* [What to produce]: Go through the listing below and return every line exactly.

* [Task data]:
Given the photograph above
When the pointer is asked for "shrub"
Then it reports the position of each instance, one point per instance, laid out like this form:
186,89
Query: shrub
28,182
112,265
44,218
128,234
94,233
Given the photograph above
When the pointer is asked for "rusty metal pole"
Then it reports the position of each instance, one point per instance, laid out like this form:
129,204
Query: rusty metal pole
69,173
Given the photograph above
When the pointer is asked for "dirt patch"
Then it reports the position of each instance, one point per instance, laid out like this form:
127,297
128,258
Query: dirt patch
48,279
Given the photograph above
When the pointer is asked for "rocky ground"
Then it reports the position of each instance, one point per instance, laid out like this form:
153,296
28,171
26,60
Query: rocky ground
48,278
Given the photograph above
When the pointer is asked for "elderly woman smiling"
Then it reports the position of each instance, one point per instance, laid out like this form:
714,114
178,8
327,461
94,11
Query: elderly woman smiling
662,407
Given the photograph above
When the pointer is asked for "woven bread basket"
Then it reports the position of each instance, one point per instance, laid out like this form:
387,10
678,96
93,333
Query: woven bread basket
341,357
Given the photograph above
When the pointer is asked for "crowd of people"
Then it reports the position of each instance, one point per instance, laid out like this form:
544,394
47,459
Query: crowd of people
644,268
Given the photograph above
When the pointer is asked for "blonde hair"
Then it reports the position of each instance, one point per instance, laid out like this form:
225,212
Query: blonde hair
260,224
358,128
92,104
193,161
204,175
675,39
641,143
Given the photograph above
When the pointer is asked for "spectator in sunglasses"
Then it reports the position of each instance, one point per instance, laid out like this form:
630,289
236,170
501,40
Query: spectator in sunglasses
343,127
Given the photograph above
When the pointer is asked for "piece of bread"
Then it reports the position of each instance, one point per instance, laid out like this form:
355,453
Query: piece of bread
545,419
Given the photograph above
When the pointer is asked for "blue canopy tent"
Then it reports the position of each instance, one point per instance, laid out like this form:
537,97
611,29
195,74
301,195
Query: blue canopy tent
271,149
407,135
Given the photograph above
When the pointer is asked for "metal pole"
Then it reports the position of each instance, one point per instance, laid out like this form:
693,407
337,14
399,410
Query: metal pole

* [Written reply]:
Given the photograph above
When the pointer is asked for "shrub"
Then it reports the position of each instance, one point per instance, laid out like this form:
186,89
Query: shrub
28,182
112,265
44,218
128,234
94,233
Given the photograph above
When the pointer is asked for "rusty metal pole"
Then it reports the position of each instance, one point per instance, laid out like this form:
129,204
Query: rusty metal pole
69,173
Given the photograph above
When the pointer is asked for "dirt patch"
Then it reports the position of each instance, one point per instance, laid out like this form:
127,297
128,258
Query: dirt patch
48,279
Given the photograph above
When the pointer is asked for "rocky ground"
Then it reports the position of each instance, one point per instance, laid out like this form:
153,296
28,171
26,60
Query: rocky ground
48,278
Given the photograph above
When the pointer is asked for "elderly woman smiling"
Then it reports the position of each instance, one point per instance, laid out like this form:
714,114
178,8
327,461
94,11
Query: elderly woman smiling
662,407
Given the photograph above
When the pointer is asked for "woven bread basket"
Then it reports the position of each instance, one point per instance, laid out like this form:
387,10
678,96
93,333
Query: woven bread basket
341,357
Given the photograph above
When the pointer is asked for "crowd of people"
Then it reports the position of each instance, one point per instance, laid out like this form:
544,394
47,459
Query: crowd of people
644,268
Given the photograph above
When the pointer is asked for "blonde hair"
Then it reports the position of each instance, one point per instance, laid out like this form:
225,212
Query: blonde hair
260,224
358,128
92,104
193,161
204,175
675,39
641,143
Given the photograph above
When the pointer is asked for "spectator in sunglasses"
Then it reports the position of each instance, one point per instance, laid out like this form:
630,289
236,170
501,40
Query: spectator in sunglasses
343,127
Given the photograph above
When the pointer is asked for "piece of bread"
Then it reports the position of each instance, one point per instance, laid out like this form:
355,453
Query: piece of bread
545,419
Given the photograph above
When the pointer is asked for "blue canopy tent"
Then it reports the position of each instance, one point per instance, laid out like this form:
537,97
611,29
195,74
301,195
Query: blue canopy tent
271,149
407,135
Given the photograph above
When the pointer is asked for "metal pole"
Then it reports the position of each instance, one point per instance, laid out like this form:
693,407
337,14
399,410
Query: metal pole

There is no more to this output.